[Region pointing data]
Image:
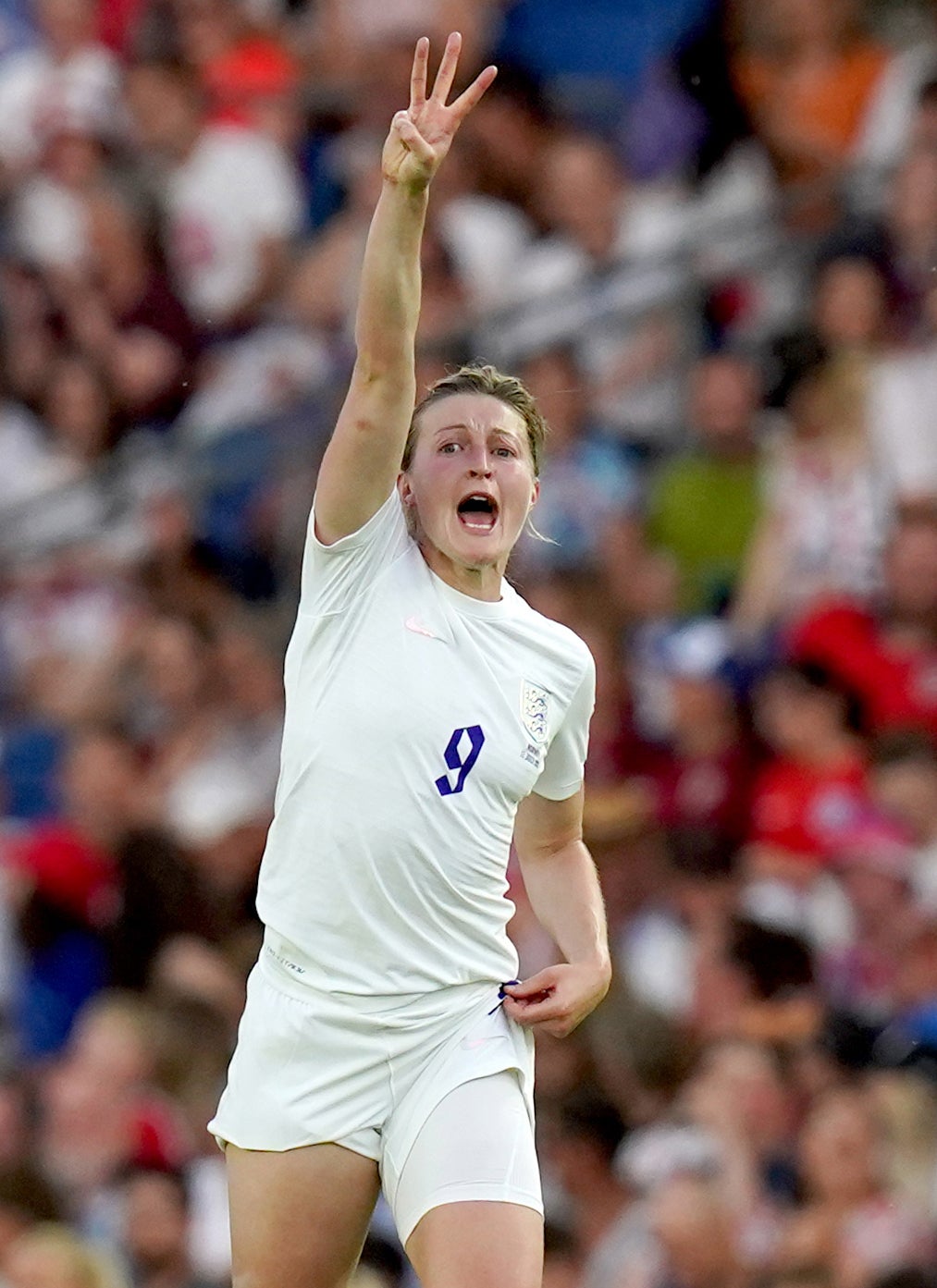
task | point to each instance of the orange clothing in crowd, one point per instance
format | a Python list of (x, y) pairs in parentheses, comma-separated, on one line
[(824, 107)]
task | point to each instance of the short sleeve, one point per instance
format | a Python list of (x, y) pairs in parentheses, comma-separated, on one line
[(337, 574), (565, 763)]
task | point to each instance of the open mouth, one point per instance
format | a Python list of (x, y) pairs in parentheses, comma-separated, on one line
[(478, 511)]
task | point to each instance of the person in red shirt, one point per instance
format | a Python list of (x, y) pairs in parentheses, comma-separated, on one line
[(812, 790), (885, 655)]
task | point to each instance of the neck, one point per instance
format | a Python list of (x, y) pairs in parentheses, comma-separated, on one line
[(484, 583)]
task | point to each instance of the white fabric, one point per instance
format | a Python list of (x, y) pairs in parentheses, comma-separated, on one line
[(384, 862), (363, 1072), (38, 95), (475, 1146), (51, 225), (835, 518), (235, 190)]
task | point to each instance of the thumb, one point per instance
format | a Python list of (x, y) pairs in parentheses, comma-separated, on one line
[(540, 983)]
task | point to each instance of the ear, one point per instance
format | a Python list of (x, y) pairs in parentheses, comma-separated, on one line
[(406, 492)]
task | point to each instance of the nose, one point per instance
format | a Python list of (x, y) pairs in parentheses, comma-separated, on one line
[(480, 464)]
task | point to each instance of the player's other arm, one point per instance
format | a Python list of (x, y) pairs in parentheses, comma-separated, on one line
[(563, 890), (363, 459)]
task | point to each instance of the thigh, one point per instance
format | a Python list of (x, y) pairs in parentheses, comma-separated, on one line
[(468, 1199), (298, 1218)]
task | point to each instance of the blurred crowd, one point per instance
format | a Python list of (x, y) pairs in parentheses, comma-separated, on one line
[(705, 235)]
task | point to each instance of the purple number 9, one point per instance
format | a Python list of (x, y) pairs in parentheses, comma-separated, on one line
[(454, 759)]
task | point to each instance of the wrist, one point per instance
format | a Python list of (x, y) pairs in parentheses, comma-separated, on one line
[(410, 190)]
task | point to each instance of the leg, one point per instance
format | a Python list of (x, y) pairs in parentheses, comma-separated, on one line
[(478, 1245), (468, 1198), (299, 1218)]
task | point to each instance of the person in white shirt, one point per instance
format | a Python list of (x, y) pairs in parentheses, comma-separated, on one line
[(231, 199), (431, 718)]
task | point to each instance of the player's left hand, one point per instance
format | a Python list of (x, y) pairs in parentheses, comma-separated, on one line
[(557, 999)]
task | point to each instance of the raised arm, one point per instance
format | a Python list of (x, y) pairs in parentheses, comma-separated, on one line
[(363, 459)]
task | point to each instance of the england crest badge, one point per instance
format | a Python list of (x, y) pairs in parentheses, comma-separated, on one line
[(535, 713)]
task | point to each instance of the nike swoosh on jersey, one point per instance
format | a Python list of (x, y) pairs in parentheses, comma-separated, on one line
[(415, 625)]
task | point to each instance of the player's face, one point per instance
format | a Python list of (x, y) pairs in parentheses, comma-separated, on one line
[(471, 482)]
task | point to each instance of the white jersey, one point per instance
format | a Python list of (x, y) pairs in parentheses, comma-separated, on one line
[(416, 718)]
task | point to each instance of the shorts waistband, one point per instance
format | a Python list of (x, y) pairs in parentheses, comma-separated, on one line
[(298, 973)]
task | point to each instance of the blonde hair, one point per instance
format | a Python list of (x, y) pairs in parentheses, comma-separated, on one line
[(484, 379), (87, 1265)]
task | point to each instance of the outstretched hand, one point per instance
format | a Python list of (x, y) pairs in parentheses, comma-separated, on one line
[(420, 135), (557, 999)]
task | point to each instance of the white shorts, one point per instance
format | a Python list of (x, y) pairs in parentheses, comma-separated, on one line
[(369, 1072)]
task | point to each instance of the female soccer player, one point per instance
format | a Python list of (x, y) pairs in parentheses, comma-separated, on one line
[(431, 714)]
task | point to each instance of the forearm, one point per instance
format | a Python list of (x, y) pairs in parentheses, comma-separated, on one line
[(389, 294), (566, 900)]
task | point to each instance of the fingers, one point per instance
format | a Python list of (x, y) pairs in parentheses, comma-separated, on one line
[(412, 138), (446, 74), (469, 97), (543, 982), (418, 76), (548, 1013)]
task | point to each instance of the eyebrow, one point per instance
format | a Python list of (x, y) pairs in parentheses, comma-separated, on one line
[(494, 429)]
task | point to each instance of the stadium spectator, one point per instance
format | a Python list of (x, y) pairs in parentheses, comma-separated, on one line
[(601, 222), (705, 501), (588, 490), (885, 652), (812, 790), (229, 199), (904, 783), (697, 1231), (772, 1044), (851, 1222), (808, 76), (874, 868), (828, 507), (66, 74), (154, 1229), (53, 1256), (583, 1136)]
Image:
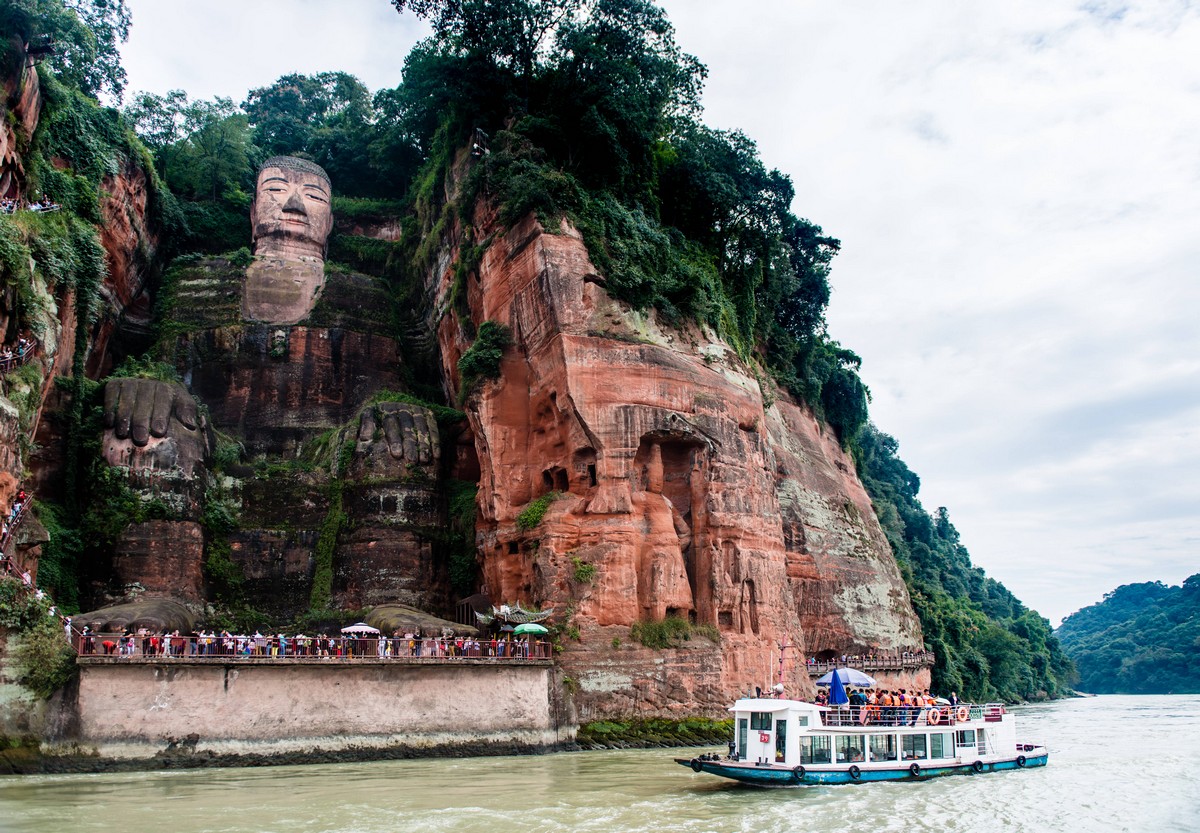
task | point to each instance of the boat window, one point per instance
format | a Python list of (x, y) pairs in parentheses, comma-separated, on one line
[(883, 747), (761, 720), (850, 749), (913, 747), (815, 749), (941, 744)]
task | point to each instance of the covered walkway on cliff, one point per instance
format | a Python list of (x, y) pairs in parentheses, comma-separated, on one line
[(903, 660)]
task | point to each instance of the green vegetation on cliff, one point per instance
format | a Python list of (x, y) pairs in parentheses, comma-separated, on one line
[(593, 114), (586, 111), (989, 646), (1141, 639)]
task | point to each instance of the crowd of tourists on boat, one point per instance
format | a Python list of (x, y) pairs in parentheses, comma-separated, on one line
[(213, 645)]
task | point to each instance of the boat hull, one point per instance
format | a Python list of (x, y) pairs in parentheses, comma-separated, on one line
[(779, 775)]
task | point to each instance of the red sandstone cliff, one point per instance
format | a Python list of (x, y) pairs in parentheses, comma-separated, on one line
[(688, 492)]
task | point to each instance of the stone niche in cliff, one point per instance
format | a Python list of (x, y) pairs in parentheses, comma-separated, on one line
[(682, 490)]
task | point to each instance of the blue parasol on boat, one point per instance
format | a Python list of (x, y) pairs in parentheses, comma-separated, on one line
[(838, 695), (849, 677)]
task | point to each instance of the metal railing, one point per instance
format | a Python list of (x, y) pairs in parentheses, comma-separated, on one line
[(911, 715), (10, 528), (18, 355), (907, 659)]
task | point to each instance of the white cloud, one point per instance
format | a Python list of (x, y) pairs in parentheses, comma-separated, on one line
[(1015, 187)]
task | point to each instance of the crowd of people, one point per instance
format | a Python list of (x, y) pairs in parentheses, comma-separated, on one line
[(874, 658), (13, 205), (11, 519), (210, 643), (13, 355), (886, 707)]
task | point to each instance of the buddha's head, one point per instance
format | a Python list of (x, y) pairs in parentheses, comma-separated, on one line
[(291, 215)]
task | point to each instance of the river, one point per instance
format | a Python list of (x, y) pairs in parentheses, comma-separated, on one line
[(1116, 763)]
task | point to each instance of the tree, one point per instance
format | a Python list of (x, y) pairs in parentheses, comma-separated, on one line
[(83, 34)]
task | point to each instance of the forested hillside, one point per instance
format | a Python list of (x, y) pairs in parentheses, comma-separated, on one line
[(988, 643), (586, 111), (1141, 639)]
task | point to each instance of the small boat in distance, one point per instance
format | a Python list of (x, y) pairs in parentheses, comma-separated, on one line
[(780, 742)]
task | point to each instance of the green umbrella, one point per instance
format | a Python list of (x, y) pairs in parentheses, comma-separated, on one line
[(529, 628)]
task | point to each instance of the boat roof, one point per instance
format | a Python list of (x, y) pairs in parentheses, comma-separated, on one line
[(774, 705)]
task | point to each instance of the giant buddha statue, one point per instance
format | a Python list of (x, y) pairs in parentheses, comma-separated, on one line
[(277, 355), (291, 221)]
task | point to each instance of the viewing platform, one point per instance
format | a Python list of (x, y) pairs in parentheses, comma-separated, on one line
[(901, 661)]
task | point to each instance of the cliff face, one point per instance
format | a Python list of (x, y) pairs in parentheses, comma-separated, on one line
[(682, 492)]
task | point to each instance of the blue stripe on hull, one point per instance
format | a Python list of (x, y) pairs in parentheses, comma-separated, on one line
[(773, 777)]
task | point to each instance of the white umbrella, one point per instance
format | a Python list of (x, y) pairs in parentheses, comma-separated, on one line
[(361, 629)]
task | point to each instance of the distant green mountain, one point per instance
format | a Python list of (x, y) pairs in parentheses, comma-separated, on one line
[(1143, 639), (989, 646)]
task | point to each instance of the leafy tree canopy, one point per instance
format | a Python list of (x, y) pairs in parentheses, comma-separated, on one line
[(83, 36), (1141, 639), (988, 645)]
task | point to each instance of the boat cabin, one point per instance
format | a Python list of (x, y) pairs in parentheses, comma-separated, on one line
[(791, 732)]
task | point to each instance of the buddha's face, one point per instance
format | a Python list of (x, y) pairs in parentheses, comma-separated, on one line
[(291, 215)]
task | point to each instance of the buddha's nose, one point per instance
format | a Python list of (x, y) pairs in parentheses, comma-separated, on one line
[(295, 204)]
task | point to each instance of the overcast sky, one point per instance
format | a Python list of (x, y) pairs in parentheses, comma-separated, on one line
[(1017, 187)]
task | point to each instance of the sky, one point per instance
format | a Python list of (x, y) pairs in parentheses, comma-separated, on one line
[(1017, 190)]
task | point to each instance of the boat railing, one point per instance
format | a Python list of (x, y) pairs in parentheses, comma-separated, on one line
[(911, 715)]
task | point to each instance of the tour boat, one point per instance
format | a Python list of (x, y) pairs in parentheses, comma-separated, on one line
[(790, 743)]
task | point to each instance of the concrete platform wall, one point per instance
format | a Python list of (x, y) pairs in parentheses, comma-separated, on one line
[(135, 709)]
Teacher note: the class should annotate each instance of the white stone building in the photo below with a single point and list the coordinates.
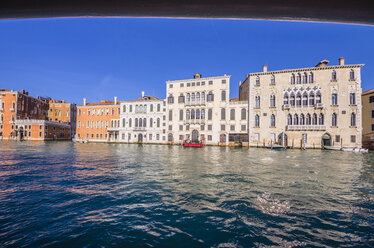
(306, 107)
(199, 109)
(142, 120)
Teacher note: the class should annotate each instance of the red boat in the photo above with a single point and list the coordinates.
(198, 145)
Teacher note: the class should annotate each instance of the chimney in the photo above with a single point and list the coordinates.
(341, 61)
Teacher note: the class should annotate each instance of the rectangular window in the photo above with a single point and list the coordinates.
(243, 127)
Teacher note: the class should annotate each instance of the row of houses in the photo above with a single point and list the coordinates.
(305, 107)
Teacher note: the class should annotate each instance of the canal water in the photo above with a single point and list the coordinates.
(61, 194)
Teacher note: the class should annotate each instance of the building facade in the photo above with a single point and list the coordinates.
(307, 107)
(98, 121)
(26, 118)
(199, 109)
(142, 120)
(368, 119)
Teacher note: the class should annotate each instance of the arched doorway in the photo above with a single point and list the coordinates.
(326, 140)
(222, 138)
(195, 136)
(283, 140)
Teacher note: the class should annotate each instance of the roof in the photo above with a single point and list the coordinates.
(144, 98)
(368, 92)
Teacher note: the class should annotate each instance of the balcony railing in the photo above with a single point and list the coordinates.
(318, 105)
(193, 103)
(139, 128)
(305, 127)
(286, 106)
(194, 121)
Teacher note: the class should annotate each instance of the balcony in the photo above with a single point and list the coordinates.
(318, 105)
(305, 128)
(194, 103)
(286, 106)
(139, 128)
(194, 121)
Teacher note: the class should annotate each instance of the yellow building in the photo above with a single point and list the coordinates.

Task prompt:
Copy only this part of the entries above: the line with "task | point to each instance of the white jersey, one", the line with "task | point to each instance of the fingers, one", and the lines between, all exactly as written.

Solution for this problem:
task | point to each instance of the white jersey, one point per instance
format | a Python list of (x, y) pairs in parentheses, comma-separated, on one line
[(416, 718)]
task | point to each instance of the shorts waistband, one point per instance
format | a Python list of (x, y) pairs in parentheses, comma-separated, on one line
[(298, 973)]
task | point to each instance of the blonde hair, one point per instance
format | a Python list of (x, y) pairs in parentheses, comma-separated, on one line
[(484, 379), (87, 1265)]
task | point to each instance of the outstretched hand, one point per instance
format | a Python list of (x, y) pairs in parentheses, comma-separated, on one line
[(420, 135), (557, 999)]
task | point to each instance of the white shorts, one point per instance
format | a Python list of (x, y) pairs in parentheses, comma-separated, on one line
[(369, 1072)]
task | point to each instance of the female soccer player, one point per instance
format | a Python list of (x, y) pairs in parentheses, comma-separated, on one line
[(431, 714)]
task | point to each instance of the forearm, one point per instance
format | a Python list of (x, y) pairs in parentheses, comma-separated, on one line
[(389, 294), (566, 900)]
task | point to each instance of the fingers, one point per instance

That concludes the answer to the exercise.